--- Task prompt ---
Find the line that contains "like [825, 285]." in the entries below. Output it and each later line exactly, and nothing else.

Records contained in a dataset
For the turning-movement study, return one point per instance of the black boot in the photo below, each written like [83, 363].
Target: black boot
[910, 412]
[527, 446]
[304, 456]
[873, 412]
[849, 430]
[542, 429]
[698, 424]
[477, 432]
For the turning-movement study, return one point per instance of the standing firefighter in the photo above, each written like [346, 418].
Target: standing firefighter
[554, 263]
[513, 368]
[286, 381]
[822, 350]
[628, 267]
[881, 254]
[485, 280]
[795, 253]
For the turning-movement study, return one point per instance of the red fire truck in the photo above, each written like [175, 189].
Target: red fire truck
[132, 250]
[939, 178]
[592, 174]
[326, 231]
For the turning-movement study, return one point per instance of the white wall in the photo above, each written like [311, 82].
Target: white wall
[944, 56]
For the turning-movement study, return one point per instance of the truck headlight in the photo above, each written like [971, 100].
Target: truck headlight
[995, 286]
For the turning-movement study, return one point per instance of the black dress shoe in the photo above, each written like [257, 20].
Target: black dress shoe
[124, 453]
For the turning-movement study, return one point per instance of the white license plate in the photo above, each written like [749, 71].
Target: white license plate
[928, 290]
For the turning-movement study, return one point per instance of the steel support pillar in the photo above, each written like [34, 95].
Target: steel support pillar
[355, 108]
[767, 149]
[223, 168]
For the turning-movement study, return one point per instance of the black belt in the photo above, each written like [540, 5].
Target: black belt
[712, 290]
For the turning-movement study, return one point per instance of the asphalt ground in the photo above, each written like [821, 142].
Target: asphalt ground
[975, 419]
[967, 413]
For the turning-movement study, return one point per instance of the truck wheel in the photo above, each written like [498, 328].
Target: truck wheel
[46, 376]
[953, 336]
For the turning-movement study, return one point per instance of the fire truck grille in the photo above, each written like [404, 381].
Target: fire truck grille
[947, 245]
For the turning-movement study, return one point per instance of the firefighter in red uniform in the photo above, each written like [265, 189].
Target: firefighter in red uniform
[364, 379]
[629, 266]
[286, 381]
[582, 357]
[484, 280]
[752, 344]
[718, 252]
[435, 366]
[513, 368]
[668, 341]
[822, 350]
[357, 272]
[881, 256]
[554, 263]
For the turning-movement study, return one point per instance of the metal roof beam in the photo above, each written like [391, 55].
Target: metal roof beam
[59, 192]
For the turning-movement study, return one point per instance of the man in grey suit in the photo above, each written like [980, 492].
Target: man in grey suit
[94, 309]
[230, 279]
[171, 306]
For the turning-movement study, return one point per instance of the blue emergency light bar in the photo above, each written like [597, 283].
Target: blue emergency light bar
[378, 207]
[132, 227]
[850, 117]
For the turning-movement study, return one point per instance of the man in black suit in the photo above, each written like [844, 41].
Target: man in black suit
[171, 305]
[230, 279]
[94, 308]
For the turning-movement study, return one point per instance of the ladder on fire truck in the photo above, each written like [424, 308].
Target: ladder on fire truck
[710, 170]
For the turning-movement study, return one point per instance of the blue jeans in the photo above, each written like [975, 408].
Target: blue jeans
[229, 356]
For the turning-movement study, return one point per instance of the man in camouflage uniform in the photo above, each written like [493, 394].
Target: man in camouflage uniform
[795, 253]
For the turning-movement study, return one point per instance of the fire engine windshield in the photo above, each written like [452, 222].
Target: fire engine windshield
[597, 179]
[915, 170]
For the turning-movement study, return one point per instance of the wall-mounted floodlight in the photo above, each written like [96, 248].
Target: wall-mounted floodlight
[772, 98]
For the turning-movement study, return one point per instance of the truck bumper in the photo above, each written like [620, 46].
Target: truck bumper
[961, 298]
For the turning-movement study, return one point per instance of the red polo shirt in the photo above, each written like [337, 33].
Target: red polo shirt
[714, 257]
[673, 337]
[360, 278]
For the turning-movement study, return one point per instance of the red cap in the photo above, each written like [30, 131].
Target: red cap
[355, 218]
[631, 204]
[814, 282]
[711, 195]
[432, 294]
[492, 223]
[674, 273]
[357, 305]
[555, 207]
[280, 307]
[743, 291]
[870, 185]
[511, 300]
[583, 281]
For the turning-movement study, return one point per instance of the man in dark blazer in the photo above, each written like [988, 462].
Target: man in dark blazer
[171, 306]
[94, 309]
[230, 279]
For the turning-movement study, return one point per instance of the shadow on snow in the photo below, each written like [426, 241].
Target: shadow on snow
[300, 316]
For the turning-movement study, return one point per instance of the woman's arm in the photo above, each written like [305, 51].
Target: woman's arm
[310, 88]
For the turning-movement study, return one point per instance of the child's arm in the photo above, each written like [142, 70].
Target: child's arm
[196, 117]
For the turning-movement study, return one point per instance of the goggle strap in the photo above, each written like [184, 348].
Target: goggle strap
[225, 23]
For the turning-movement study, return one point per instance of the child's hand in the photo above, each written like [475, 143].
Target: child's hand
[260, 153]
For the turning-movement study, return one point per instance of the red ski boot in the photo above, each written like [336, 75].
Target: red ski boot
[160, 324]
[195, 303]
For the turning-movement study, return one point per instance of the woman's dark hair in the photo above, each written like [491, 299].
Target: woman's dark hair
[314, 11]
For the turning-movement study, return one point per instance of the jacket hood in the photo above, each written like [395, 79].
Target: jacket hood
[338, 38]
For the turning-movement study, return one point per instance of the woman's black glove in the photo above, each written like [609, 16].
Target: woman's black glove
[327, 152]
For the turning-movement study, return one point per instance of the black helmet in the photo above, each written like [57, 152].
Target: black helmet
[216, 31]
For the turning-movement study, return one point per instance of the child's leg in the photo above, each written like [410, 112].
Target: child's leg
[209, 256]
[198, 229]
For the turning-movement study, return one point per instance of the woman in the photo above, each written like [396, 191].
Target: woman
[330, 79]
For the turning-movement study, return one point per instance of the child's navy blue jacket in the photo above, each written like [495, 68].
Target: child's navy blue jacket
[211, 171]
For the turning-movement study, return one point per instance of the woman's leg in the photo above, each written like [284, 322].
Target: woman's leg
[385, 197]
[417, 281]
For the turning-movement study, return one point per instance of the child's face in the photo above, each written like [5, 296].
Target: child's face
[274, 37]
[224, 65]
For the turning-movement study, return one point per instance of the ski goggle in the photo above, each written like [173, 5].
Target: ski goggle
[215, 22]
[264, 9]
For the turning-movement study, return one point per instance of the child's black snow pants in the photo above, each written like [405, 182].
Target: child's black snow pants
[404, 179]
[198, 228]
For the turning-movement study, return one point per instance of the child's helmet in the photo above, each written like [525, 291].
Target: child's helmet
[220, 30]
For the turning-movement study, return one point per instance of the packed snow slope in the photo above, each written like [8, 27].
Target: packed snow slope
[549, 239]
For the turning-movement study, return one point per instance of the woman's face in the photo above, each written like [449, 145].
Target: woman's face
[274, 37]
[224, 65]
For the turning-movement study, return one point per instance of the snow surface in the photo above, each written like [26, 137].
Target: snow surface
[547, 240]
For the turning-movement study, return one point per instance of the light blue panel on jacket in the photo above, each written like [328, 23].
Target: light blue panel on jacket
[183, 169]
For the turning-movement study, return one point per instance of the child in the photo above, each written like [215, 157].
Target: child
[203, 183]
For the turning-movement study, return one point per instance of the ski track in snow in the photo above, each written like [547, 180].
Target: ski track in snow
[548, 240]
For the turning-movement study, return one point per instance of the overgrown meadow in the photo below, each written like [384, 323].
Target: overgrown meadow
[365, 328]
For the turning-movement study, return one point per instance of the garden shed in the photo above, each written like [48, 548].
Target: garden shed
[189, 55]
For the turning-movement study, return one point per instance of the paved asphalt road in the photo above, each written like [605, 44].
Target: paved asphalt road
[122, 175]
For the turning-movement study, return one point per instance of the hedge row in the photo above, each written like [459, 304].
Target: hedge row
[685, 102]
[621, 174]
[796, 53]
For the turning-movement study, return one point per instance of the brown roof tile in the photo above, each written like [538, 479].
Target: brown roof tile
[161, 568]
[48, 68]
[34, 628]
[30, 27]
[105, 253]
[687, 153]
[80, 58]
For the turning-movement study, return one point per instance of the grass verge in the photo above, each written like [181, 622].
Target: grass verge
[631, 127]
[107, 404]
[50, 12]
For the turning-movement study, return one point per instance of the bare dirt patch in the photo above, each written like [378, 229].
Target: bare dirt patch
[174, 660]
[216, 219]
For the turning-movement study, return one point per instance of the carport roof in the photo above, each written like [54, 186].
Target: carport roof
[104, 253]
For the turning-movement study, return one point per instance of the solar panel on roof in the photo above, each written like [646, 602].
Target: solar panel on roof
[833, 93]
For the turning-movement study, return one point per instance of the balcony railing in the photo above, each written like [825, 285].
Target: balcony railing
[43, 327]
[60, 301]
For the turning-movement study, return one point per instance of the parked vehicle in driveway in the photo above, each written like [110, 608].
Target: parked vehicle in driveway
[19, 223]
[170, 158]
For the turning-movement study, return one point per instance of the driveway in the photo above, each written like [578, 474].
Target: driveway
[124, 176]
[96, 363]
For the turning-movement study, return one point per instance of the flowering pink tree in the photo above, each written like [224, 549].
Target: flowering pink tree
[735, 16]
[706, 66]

--- Response below ---
For the turning-movement study, return one point per instance of the balcony railing in the photo above, each written like [825, 285].
Target: balcony railing
[43, 327]
[60, 301]
For the turning-movement study, return one point per instance of the parked vehicle in driveway in the photo above, each written like [110, 608].
Target: parked vehicle in driveway
[19, 223]
[170, 158]
For the turning-movement study, return one point per instance of the driveway in the photo above, each written like [578, 474].
Target: driveway
[124, 176]
[96, 363]
For the turning-movement study, return one point per instance of the flowering pink tree in the photo above, each written like [224, 549].
Target: flowering pink tree
[735, 16]
[706, 66]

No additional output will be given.